Tuesday, August 11, 2009

First Day of AI/ET Training

We arrived at Adami Tulu this morning for our AI/ET training session. As we were about to start, I asked if we could start with prayer. We had Christians and Muslims in the group, so I stood up and said that it was our custom to invite the help of God or Allah. One of our team prayed for us. The meeting went incredibly well, and I feel that its success is in large part because we took time to invite the Lord to be with us.

The first half of the day was on Artificial Insemination (AI). Before going into the details, we had a lengthy discussion about the economics of genetic improvement and the critical role that proper nutrition has in reaching the genetic potential. I think that that discussion may have been the most important part of the day because they began to think about the economics of utilizing the various resources that they have. AI might be a good tool to use for some farmers but others might have more success improving in other areas.

For lunch we drove to Zeway and ate at the tourist hotel restaurant. One member of the group ordered Dura Wot which is a very standard Ethiopian dish. It is a tomato-based sauce with a hardboiled egg and a piece of chicken. You eat it by sopping it up with the ingera. I had the fish goulash which was okay, but it is sitting in the pit of my stomach now and is making me nauseous. Thankfully, this is the first time that food has made me sick since I have been here.

■ ■ ■ ■ ■

- Problem 1 -
Print the part of the training-day post that begins at the words "We arrived at" and stops after "be with us.".
- Problem 2 -
In the training-day post, where did the group drive for lunch?
The rows that come after this post are separate material and have nothing to do with it.

■ ■ ■ ■ ■

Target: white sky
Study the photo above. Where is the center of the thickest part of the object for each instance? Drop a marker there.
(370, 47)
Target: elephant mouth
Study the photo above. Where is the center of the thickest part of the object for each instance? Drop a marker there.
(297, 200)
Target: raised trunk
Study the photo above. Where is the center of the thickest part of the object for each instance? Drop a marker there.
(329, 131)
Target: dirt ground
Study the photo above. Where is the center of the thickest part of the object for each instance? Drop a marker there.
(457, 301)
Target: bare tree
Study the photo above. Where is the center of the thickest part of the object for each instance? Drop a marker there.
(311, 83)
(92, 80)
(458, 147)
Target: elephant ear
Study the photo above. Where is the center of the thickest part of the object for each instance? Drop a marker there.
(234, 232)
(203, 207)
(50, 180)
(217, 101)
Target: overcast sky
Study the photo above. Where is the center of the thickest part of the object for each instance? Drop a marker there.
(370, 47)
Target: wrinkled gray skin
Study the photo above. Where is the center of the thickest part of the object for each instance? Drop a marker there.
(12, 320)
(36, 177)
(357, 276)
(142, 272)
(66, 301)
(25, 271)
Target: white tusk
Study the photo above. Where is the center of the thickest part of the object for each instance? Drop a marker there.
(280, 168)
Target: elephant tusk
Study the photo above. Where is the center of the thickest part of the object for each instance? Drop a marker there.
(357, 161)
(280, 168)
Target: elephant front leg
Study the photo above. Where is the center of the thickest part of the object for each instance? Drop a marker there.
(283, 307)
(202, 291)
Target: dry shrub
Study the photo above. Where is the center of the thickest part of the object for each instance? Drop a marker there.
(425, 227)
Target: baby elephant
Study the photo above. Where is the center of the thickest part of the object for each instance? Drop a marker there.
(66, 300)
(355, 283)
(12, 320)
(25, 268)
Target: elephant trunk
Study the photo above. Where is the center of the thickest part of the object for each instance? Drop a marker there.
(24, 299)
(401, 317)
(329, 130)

■ ■ ■ ■ ■

- Output 1 -
We arrived at Adami Tulu this morning for our AI/ET training session. As we were about to start, I asked if we could start with prayer. We had Christians and Muslims in the group, so I stood up and said that it was our custom to invite the help of God or Allah. One of our team prayed for us. The meeting went incredibly well, and I feel that its success is in large part because we took time to invite the Lord to be with us.

- Output 2 -
To Zeway, where they ate at the tourist hotel restaurant.